**** DATA SHOWN

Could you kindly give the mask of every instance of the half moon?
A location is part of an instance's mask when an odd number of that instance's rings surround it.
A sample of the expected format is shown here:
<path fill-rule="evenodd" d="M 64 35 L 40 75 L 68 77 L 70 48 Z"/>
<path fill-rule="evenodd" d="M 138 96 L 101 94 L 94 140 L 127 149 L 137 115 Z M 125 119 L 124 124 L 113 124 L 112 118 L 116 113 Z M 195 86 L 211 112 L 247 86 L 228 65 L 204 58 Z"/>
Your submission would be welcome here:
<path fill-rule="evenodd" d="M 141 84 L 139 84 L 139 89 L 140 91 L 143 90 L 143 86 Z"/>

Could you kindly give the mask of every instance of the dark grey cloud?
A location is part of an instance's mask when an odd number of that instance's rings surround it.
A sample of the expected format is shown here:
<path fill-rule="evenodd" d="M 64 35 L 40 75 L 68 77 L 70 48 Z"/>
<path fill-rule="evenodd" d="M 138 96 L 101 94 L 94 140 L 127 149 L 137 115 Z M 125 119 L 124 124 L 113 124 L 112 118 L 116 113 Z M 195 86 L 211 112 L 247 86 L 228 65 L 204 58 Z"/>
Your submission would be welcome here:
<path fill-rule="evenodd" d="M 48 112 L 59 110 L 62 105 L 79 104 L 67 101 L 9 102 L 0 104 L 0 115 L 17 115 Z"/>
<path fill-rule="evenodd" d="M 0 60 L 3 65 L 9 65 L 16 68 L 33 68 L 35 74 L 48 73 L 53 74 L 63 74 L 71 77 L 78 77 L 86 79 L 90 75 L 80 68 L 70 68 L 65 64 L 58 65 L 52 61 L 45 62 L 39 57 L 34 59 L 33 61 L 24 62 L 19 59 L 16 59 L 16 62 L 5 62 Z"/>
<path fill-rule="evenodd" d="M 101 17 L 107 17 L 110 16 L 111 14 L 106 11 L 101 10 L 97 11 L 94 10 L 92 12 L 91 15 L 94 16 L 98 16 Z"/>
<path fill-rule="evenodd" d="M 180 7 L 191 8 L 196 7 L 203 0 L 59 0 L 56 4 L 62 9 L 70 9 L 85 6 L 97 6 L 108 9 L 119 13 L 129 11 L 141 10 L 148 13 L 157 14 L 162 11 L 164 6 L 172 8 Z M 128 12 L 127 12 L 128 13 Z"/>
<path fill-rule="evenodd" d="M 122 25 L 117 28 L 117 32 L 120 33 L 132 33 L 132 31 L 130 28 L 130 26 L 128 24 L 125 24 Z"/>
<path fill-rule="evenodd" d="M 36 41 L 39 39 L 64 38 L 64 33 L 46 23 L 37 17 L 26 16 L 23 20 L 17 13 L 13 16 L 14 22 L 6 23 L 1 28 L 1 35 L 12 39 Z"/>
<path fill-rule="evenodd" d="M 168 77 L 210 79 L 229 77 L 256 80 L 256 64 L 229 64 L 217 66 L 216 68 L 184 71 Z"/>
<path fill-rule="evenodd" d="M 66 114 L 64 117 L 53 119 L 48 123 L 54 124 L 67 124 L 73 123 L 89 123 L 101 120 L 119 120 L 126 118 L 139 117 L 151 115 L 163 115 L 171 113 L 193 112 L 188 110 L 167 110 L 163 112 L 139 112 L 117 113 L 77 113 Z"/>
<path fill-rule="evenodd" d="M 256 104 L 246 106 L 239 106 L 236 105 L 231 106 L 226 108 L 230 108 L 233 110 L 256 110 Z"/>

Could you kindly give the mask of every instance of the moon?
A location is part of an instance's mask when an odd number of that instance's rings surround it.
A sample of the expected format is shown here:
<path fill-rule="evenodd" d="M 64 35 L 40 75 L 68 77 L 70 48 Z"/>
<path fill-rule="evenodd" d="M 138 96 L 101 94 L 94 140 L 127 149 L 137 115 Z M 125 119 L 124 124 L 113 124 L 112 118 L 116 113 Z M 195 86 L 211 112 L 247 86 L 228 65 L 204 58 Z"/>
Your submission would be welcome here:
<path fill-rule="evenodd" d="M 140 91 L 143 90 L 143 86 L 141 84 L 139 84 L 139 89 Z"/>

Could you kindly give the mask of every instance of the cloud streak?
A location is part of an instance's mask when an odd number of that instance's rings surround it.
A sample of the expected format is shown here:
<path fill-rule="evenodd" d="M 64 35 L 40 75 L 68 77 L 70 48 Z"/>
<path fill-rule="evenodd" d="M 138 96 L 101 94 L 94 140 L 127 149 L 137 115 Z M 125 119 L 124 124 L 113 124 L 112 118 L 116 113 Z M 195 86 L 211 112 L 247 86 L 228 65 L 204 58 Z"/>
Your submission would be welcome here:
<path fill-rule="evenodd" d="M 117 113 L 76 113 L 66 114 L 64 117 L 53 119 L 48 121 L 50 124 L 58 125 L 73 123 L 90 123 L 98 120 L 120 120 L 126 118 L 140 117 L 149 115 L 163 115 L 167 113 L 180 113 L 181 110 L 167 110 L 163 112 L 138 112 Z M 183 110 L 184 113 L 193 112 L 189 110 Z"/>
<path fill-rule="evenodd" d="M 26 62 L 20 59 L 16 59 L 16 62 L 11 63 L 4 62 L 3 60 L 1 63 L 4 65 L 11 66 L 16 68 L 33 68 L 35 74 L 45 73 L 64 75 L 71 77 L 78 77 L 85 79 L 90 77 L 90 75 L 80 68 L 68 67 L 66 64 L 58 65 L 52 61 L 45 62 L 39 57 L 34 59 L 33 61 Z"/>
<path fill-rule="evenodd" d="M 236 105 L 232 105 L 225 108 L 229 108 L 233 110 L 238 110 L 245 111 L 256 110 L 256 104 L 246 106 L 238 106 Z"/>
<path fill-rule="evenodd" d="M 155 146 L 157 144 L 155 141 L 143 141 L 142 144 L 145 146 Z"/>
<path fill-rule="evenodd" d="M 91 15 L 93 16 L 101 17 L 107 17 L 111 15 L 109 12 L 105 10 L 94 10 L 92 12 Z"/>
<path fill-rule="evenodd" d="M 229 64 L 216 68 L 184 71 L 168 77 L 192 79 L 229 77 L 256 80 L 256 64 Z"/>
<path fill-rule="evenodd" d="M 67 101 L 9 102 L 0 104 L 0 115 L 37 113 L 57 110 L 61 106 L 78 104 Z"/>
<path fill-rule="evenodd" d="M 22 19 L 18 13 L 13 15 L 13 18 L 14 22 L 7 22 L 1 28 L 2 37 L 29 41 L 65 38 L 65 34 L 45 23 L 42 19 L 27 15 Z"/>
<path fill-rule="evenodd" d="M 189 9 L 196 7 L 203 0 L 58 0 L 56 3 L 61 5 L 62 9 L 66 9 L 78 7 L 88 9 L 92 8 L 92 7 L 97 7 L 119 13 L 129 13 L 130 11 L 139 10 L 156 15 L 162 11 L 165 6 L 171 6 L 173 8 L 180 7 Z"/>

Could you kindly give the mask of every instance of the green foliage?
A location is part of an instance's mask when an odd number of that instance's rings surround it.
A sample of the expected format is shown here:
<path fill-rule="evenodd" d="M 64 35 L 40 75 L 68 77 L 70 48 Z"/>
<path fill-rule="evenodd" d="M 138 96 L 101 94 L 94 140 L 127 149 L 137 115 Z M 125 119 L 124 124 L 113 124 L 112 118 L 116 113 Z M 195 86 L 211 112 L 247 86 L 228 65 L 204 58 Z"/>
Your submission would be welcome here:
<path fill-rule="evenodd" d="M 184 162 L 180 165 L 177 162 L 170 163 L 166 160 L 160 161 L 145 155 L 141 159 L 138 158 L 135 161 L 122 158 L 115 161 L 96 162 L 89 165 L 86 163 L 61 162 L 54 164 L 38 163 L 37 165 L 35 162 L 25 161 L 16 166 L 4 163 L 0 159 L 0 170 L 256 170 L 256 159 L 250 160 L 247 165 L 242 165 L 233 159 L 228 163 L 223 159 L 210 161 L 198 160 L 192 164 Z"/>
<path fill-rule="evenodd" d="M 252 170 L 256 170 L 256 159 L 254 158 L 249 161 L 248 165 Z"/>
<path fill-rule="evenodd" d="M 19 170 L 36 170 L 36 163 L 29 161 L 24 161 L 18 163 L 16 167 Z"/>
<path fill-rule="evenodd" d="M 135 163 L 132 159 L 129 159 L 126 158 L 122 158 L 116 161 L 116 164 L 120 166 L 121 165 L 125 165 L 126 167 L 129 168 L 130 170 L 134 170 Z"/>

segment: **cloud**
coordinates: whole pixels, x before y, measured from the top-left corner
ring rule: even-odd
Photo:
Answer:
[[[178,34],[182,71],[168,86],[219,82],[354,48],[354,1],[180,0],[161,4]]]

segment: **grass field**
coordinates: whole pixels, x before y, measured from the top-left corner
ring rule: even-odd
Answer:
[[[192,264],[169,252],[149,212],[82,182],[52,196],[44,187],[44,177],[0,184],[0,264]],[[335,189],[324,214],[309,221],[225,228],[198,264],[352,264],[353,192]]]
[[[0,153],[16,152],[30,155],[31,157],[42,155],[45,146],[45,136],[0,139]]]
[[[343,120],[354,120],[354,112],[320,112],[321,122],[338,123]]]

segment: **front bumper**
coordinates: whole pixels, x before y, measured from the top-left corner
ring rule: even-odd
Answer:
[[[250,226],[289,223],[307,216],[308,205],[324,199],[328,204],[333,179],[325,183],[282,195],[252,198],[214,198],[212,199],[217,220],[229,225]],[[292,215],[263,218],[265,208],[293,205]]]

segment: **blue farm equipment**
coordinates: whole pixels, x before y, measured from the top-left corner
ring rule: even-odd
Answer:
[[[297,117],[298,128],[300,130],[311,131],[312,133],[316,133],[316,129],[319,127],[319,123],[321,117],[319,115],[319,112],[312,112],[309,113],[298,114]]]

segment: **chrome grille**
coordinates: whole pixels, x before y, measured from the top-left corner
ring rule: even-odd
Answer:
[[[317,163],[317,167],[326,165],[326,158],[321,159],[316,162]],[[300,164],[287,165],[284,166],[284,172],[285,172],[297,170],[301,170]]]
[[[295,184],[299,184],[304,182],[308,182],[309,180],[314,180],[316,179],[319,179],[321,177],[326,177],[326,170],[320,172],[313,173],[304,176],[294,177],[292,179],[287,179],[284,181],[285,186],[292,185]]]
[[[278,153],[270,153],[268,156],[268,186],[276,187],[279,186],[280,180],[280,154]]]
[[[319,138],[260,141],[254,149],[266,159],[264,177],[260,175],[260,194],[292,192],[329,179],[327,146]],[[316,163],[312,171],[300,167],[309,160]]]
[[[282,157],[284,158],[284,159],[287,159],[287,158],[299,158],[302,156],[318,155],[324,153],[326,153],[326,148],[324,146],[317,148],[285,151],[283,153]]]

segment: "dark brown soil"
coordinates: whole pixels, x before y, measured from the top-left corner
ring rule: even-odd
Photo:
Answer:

********

### YOUR OBJECTIVE
Output everything from the start of the records down to the line containing "139 89 L 140", inclusive, as a two-column CSV with the headers request and answer. Give one row per request, placing its text and its answer each in a single quoted field with line breaks replaced by spaces.

### OUTPUT FOR THIS EXERCISE
request,answer
"Could you kindly give the mask of every instance of the half moon? A location is part of an instance's mask when an odd number of that instance's rings surround it. A sample of the expected format is shown here: <path fill-rule=""evenodd"" d=""M 64 35 L 40 75 L 68 77 L 70 48 Z""/> <path fill-rule=""evenodd"" d=""M 138 96 L 101 94 L 94 140 L 127 149 L 137 115 Z M 125 119 L 124 124 L 113 124 L 112 118 L 116 113 Z M 195 86 L 211 112 L 247 86 L 228 65 L 204 58 Z""/> Your submission would be welcome here:","<path fill-rule=""evenodd"" d=""M 141 84 L 139 84 L 139 89 L 140 91 L 143 90 L 143 86 Z""/>"